Exercise materials below:
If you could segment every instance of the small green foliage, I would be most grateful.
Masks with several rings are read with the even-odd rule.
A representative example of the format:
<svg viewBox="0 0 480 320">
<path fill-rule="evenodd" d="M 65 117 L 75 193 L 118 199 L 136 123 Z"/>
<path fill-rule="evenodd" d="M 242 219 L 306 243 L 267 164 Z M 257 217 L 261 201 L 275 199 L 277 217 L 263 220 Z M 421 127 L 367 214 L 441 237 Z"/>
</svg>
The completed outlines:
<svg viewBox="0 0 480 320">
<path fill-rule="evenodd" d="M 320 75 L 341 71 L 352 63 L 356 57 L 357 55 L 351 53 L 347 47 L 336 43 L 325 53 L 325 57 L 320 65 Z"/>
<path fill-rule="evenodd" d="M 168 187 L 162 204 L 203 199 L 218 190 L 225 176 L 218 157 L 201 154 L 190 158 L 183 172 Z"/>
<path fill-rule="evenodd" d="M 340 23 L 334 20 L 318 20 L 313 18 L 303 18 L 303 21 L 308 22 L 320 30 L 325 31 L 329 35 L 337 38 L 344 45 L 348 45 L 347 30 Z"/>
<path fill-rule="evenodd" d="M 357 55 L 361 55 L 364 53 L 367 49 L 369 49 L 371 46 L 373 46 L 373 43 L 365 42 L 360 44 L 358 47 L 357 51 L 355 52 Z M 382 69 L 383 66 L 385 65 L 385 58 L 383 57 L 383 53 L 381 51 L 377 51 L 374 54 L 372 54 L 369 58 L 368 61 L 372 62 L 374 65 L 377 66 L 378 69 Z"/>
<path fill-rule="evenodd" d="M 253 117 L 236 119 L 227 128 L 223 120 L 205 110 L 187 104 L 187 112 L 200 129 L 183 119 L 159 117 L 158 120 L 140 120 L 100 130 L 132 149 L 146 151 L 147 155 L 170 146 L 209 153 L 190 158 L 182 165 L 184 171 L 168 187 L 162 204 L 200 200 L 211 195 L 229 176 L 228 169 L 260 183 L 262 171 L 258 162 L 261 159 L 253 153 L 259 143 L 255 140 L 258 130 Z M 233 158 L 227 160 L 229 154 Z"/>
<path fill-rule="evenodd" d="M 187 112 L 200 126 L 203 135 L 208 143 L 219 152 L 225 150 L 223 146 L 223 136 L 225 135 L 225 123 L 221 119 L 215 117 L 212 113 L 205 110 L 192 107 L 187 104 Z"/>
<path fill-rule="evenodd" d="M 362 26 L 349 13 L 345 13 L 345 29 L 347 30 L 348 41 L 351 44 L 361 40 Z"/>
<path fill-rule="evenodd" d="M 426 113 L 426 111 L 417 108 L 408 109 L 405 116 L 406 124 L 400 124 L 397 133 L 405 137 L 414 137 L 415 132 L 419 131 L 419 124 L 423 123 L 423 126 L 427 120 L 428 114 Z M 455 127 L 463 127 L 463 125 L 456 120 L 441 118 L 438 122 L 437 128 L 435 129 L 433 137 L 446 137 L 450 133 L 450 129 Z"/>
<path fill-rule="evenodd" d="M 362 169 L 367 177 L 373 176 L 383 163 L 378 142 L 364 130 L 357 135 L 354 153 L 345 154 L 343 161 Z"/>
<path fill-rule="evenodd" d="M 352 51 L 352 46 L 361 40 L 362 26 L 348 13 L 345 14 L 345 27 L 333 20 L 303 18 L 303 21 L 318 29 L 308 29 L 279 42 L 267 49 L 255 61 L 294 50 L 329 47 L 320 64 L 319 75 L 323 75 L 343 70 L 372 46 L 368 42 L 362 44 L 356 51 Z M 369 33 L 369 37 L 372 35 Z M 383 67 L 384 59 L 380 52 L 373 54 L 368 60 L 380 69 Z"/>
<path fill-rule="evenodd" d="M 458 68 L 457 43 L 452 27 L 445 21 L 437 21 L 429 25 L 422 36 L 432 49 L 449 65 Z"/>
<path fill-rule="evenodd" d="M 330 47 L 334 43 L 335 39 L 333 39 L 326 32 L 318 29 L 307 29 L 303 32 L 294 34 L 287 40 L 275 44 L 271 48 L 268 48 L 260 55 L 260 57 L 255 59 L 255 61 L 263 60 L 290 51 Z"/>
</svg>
End of Exercise materials.
Each entry is to be output exactly as it was written.

**Output for this exercise:**
If you could segment every instance of the small green foliage, I would be most grateful.
Masks with several rings are read with the even-odd rule.
A representative example of the format:
<svg viewBox="0 0 480 320">
<path fill-rule="evenodd" d="M 65 117 L 75 193 L 118 199 L 136 123 Z"/>
<path fill-rule="evenodd" d="M 242 219 L 306 243 L 267 164 Z M 257 217 L 261 201 L 275 199 L 277 217 L 263 220 Z M 421 127 L 367 214 L 441 237 Z"/>
</svg>
The completed outlines:
<svg viewBox="0 0 480 320">
<path fill-rule="evenodd" d="M 320 75 L 341 71 L 352 63 L 356 57 L 357 55 L 351 53 L 347 47 L 336 43 L 325 53 L 325 57 L 320 65 Z"/>
<path fill-rule="evenodd" d="M 168 187 L 162 204 L 203 199 L 218 190 L 225 176 L 218 157 L 201 154 L 190 158 L 183 172 Z"/>
<path fill-rule="evenodd" d="M 340 23 L 334 20 L 318 20 L 313 18 L 303 18 L 303 21 L 308 22 L 320 30 L 325 31 L 329 35 L 337 38 L 344 45 L 348 45 L 347 30 Z"/>
<path fill-rule="evenodd" d="M 357 55 L 361 55 L 364 53 L 367 49 L 369 49 L 371 46 L 373 46 L 373 43 L 365 42 L 360 44 L 358 47 L 357 51 L 355 52 Z M 382 69 L 383 66 L 385 65 L 385 58 L 383 57 L 383 53 L 381 51 L 377 51 L 374 54 L 372 54 L 369 58 L 368 61 L 372 62 L 374 65 L 377 66 L 378 69 Z"/>
<path fill-rule="evenodd" d="M 253 117 L 236 119 L 227 128 L 223 120 L 205 110 L 187 104 L 187 112 L 200 129 L 183 119 L 159 117 L 158 120 L 140 120 L 100 130 L 132 149 L 146 151 L 147 155 L 170 146 L 209 153 L 190 158 L 182 165 L 184 171 L 168 187 L 162 204 L 200 200 L 211 195 L 229 176 L 228 169 L 260 183 L 262 171 L 258 162 L 261 159 L 253 153 L 259 143 L 255 140 L 258 130 Z M 233 158 L 227 160 L 229 154 Z"/>
<path fill-rule="evenodd" d="M 187 112 L 200 126 L 203 135 L 208 143 L 219 152 L 225 150 L 223 146 L 223 136 L 225 135 L 225 123 L 221 119 L 215 117 L 212 113 L 205 110 L 192 107 L 187 104 Z"/>
<path fill-rule="evenodd" d="M 362 26 L 349 13 L 345 13 L 345 29 L 347 30 L 348 41 L 351 44 L 361 40 Z"/>
<path fill-rule="evenodd" d="M 426 113 L 426 111 L 417 108 L 408 109 L 405 116 L 406 124 L 400 124 L 397 133 L 405 137 L 414 137 L 415 132 L 419 131 L 419 124 L 423 123 L 423 126 L 427 120 L 428 114 Z M 455 127 L 463 127 L 463 125 L 456 120 L 441 118 L 438 122 L 437 128 L 435 129 L 433 137 L 446 137 L 450 133 L 450 129 Z"/>
<path fill-rule="evenodd" d="M 362 169 L 367 177 L 373 176 L 383 163 L 378 142 L 364 130 L 357 135 L 354 153 L 345 154 L 343 161 Z"/>
<path fill-rule="evenodd" d="M 352 51 L 352 46 L 361 40 L 362 26 L 348 13 L 345 14 L 345 27 L 333 20 L 303 18 L 303 21 L 318 29 L 308 29 L 279 42 L 267 49 L 255 61 L 294 50 L 329 47 L 320 64 L 319 75 L 323 75 L 343 70 L 372 46 L 368 42 L 362 44 L 356 51 Z M 369 33 L 369 37 L 372 35 Z M 383 67 L 384 59 L 380 52 L 373 54 L 368 60 L 380 69 Z"/>
<path fill-rule="evenodd" d="M 458 68 L 457 43 L 452 27 L 445 21 L 437 21 L 429 25 L 422 36 L 432 49 L 449 65 Z"/>
<path fill-rule="evenodd" d="M 330 47 L 334 43 L 335 39 L 333 39 L 326 32 L 318 29 L 307 29 L 303 32 L 294 34 L 287 40 L 275 44 L 271 48 L 268 48 L 260 55 L 260 57 L 255 59 L 255 61 L 263 60 L 290 51 Z"/>
</svg>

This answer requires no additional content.